-- WHAT THE TASK ASKS --
In the entries below, find the line with "# point at: small" and the line with "# point at: red banner with". Reproduce those two lines and every line between them exactly, and nothing more.

-- EXTRACTED RECORDS --
--- START ---
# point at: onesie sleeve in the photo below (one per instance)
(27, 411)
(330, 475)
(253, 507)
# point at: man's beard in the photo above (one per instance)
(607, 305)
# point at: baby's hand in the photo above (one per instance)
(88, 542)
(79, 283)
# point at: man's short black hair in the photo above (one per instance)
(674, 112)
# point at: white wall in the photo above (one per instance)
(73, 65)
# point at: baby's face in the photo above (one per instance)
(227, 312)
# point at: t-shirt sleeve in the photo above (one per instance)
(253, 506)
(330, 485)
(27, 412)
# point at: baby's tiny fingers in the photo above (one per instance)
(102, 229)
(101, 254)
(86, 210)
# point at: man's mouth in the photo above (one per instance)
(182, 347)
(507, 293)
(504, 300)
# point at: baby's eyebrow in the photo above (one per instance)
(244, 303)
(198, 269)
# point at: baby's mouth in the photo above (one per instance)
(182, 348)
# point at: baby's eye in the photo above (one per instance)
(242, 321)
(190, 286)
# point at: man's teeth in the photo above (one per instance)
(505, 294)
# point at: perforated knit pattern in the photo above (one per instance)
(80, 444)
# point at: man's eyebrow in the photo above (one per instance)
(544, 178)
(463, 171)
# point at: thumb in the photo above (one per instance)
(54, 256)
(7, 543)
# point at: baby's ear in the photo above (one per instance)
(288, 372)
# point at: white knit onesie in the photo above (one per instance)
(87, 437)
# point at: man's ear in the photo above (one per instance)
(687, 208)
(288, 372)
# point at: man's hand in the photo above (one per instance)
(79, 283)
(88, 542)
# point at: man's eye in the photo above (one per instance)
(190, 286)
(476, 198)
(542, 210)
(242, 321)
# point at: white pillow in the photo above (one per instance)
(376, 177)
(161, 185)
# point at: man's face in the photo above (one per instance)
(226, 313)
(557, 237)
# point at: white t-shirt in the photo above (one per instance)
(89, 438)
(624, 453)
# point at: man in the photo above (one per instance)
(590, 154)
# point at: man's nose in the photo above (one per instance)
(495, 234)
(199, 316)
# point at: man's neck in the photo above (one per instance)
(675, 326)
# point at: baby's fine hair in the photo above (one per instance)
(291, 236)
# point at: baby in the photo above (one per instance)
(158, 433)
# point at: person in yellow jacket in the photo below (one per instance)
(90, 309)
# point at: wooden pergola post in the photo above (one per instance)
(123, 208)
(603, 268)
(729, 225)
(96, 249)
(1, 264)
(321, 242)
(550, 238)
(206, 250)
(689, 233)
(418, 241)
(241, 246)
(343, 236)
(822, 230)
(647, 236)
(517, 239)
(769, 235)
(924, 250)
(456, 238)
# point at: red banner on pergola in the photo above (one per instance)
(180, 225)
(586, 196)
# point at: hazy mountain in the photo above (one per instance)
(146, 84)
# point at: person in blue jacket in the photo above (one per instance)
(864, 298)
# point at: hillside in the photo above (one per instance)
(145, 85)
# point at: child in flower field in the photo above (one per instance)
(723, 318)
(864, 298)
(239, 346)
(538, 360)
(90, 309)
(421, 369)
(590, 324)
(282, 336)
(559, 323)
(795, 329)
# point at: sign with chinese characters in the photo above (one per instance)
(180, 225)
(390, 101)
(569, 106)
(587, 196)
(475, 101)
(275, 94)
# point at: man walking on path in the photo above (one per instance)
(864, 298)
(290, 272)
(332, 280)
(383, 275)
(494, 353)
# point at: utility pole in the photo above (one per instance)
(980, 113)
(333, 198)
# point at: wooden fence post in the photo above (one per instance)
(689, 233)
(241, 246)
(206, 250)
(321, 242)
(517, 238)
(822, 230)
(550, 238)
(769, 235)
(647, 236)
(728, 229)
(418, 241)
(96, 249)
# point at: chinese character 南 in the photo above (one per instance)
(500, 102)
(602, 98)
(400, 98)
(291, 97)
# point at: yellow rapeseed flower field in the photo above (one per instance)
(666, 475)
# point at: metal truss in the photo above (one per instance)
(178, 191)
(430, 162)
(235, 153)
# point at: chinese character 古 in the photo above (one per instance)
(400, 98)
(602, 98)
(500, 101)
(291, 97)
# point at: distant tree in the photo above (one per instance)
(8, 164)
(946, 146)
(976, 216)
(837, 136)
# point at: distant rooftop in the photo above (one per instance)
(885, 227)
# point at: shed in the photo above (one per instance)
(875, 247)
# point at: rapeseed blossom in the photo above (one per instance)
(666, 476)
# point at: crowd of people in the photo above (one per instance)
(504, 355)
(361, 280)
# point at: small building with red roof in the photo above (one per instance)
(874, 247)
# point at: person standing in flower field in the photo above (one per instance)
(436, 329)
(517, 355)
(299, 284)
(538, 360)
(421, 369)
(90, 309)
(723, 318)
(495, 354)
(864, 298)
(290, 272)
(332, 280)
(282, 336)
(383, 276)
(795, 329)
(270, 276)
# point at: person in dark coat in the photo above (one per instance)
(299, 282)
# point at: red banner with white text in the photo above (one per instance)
--- END ---
--- START ---
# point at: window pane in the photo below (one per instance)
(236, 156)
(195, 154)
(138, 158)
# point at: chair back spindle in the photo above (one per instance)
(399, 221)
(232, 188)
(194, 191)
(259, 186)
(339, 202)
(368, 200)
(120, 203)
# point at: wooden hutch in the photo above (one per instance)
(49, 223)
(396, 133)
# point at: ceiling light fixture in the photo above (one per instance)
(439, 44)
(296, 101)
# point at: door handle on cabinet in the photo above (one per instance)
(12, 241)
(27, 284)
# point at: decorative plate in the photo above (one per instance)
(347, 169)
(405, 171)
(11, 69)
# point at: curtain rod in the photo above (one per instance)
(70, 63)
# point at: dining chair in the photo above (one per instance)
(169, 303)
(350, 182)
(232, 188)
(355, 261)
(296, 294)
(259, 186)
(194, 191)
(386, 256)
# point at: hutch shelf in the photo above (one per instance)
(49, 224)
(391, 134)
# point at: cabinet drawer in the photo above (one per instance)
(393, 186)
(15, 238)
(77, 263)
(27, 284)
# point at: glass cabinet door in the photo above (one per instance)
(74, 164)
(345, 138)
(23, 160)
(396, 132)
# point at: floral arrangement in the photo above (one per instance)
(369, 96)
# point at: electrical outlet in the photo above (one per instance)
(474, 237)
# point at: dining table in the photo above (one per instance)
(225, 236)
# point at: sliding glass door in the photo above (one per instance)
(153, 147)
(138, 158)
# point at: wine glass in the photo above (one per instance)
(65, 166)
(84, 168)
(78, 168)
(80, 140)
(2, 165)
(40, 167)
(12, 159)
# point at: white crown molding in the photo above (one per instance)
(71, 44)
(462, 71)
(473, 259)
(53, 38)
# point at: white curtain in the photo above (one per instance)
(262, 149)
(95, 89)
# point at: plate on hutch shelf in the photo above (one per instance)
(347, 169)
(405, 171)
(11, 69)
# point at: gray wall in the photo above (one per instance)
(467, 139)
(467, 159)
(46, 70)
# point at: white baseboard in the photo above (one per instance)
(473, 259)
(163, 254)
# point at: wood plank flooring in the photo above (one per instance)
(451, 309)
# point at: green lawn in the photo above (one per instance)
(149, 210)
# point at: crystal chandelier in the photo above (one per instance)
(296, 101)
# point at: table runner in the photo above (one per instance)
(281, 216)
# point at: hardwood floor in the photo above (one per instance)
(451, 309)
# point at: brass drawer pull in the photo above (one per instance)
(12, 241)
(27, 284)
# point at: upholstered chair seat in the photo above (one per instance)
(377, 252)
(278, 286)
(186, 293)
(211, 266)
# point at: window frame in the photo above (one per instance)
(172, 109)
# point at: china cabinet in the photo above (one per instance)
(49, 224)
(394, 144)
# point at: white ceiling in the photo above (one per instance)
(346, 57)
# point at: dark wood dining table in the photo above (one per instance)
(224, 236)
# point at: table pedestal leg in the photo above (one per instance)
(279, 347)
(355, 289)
--- END ---
-- RESULT OF THIS EXERCISE --
# point at: small building with red roof in the photo above (one per instance)
(874, 247)
# point at: person standing in flower field in the photo above (one per instance)
(436, 329)
(517, 355)
(299, 284)
(538, 360)
(421, 369)
(90, 309)
(723, 318)
(495, 354)
(864, 298)
(290, 272)
(332, 280)
(282, 336)
(383, 276)
(795, 329)
(270, 276)
# point at: person in dark coat in the photo above (one per instance)
(299, 282)
# point at: red banner with white text in the photo above (one per instance)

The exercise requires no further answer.